- Supplied information
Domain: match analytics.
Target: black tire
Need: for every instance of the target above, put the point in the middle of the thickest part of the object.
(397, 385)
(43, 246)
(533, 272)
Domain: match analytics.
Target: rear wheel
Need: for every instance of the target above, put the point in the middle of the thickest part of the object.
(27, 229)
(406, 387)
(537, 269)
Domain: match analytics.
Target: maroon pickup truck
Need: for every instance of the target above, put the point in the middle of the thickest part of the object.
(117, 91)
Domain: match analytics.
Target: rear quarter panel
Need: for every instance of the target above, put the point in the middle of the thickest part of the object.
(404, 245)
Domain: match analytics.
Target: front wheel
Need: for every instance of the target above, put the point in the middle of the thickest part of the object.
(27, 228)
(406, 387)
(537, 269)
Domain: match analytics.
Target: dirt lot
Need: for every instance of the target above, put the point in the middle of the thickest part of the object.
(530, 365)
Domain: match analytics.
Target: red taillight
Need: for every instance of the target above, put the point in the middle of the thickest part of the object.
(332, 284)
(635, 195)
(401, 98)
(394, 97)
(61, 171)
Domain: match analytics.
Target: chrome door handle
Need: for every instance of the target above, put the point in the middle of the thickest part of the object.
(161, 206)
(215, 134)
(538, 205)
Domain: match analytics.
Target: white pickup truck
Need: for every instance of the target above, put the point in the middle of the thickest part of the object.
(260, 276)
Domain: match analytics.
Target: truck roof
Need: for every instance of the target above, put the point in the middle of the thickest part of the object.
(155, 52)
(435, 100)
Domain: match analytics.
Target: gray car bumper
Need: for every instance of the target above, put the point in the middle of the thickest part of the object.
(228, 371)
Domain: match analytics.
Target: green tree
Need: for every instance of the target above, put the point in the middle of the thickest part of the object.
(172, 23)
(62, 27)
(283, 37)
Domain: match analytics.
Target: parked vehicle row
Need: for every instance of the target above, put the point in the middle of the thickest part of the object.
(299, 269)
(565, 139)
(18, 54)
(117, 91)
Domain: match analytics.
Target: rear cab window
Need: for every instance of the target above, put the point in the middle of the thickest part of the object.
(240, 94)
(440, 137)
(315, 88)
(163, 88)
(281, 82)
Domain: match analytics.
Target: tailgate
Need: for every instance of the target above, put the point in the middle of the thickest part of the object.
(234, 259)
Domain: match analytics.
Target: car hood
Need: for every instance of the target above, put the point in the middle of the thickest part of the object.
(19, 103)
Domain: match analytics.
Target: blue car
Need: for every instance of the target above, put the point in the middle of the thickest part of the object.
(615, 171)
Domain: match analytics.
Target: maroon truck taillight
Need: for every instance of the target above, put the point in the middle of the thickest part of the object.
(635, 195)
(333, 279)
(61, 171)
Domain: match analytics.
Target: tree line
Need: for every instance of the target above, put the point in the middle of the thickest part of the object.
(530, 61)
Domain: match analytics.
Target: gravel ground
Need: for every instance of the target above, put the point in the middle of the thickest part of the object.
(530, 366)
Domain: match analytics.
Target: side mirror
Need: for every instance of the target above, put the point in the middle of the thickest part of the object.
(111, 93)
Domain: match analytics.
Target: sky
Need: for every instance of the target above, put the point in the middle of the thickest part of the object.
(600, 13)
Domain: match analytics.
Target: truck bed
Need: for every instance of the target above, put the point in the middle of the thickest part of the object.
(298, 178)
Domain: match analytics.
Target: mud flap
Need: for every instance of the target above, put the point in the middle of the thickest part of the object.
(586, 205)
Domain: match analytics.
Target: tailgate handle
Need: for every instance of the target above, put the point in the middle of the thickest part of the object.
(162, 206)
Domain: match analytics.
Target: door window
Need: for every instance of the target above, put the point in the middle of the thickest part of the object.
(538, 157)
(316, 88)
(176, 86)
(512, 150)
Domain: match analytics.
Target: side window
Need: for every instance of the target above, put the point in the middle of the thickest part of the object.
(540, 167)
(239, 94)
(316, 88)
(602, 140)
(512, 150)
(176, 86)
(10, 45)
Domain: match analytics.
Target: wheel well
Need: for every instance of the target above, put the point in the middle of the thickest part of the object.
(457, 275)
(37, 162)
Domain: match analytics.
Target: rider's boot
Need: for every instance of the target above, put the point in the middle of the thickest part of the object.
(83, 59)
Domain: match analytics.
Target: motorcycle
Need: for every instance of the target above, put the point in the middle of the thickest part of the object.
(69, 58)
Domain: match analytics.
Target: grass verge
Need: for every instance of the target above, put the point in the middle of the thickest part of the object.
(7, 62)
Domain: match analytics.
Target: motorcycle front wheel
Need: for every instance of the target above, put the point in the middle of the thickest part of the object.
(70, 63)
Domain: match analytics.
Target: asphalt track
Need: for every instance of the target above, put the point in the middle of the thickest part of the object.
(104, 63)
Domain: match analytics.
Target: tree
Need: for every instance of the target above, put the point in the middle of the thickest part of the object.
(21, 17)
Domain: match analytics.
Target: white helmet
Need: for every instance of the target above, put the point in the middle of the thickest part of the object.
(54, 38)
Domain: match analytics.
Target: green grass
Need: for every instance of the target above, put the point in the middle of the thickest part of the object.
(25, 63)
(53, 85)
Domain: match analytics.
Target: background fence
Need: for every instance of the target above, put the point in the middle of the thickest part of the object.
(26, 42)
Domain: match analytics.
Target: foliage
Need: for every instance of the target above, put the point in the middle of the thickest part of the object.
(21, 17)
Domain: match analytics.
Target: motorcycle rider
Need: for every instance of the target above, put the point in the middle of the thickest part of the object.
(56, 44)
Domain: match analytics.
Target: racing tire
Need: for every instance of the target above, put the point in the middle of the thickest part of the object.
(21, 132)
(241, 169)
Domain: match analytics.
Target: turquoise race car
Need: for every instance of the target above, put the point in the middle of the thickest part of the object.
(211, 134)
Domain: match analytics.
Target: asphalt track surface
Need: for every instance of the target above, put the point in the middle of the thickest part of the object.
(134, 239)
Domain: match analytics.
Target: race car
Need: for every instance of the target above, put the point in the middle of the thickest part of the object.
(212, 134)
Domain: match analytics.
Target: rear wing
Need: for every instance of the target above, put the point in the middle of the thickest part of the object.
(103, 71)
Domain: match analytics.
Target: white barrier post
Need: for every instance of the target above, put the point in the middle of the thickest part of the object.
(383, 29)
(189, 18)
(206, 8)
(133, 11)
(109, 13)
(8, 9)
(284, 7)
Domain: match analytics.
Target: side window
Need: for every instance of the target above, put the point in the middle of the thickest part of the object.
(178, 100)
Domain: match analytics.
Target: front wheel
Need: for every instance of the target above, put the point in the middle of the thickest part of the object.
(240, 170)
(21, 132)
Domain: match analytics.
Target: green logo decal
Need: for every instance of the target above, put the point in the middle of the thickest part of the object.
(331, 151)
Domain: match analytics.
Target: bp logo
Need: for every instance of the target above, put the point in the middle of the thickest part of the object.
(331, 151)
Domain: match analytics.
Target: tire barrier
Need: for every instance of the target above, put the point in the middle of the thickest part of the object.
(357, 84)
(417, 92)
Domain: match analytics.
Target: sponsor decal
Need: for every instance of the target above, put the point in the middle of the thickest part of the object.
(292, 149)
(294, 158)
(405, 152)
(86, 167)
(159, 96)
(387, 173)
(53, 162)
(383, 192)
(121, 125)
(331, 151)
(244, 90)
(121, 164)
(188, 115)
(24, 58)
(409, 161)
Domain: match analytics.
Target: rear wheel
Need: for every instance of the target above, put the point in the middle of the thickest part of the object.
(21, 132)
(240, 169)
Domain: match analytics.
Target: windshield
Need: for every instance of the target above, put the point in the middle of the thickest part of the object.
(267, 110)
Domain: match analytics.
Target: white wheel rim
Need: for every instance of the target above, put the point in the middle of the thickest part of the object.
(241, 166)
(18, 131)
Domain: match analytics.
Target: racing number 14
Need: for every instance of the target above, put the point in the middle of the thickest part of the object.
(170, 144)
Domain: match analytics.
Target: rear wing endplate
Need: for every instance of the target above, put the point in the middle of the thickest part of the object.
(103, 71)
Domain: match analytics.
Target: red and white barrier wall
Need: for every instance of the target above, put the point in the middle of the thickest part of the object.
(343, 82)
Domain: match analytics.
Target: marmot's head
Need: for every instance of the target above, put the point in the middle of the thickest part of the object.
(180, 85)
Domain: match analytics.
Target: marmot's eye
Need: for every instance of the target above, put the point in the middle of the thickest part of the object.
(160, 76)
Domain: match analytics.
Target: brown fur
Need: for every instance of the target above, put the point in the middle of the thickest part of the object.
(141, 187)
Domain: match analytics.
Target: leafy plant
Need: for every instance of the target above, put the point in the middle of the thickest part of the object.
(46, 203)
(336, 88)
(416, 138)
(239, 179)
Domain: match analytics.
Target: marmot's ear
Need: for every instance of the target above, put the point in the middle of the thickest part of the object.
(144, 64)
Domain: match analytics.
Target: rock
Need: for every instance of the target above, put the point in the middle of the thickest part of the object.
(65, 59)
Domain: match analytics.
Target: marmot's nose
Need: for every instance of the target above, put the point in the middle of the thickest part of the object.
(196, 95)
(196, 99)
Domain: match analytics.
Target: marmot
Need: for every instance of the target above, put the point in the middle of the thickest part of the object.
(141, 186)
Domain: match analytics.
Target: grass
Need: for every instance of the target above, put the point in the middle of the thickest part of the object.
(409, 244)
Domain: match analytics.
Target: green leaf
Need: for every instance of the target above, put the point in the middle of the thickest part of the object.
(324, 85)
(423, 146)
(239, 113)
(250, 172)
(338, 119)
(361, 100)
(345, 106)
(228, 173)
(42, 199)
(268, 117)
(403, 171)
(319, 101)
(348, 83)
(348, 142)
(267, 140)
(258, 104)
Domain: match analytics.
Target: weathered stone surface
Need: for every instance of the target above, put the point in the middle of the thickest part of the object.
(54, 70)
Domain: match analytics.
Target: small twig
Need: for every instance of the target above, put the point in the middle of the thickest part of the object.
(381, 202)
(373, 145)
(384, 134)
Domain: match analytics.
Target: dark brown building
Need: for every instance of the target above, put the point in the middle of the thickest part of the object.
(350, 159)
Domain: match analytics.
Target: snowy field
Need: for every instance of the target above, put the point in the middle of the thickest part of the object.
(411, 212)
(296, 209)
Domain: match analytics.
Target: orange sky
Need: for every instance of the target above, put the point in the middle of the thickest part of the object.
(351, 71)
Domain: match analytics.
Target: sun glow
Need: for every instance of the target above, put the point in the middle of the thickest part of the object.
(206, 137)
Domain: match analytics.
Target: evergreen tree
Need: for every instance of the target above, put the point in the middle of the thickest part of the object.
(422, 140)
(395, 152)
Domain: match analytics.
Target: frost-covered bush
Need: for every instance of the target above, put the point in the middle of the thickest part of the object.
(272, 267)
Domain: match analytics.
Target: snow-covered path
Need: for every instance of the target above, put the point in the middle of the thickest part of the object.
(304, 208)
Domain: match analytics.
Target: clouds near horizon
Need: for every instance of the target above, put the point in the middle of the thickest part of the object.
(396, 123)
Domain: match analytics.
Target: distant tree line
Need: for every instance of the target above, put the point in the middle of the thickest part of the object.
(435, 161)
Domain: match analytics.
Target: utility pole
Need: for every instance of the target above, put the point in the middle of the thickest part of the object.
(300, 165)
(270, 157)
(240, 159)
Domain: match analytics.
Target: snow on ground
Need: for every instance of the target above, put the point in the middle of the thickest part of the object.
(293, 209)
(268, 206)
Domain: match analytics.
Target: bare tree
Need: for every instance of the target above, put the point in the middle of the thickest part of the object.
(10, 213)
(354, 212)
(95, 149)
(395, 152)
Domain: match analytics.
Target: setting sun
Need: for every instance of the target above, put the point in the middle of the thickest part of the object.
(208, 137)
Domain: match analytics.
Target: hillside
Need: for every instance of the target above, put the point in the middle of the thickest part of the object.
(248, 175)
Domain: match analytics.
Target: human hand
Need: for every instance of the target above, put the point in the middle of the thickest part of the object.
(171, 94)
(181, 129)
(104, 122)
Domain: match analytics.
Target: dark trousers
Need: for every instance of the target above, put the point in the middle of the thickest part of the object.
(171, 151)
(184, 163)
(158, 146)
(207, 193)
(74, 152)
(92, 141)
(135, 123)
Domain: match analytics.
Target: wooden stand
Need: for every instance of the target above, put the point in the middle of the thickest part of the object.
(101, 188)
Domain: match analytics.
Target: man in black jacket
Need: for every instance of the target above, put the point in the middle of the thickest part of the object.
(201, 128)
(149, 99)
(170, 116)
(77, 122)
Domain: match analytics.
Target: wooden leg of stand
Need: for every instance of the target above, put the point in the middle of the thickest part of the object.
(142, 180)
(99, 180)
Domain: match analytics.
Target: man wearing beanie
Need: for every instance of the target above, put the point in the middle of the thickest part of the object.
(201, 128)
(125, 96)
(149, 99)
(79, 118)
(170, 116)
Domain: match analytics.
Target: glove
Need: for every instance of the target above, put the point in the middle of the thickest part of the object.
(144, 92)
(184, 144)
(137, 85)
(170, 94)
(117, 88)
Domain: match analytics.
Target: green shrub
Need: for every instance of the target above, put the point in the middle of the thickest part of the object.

- Work instructions
Above are the records. Print exactly, and only, the lines from the line with "Target: white pickup truck" to the line with "Target: parked vehicle row", both inclusive.

- Answer section
Target: white pickup truck
Need: for every instance of the target above, put the point in the middle of the thickest part of the object.
(260, 276)
Domain: match analytics.
Target: truck roof
Need: for every instance of the target above, put the point in the middle of the thickest part of the object.
(155, 52)
(435, 100)
Domain: match analytics.
Target: gray car bumper
Need: for every instance of the target above, put the point in the middle of the thickest part of the object.
(228, 371)
Domain: match analytics.
Target: green tree
Need: for every instance of the target above, put the point in the middle of the thickest part of the object.
(172, 23)
(62, 27)
(283, 37)
Domain: match analytics.
Target: parked vehicle row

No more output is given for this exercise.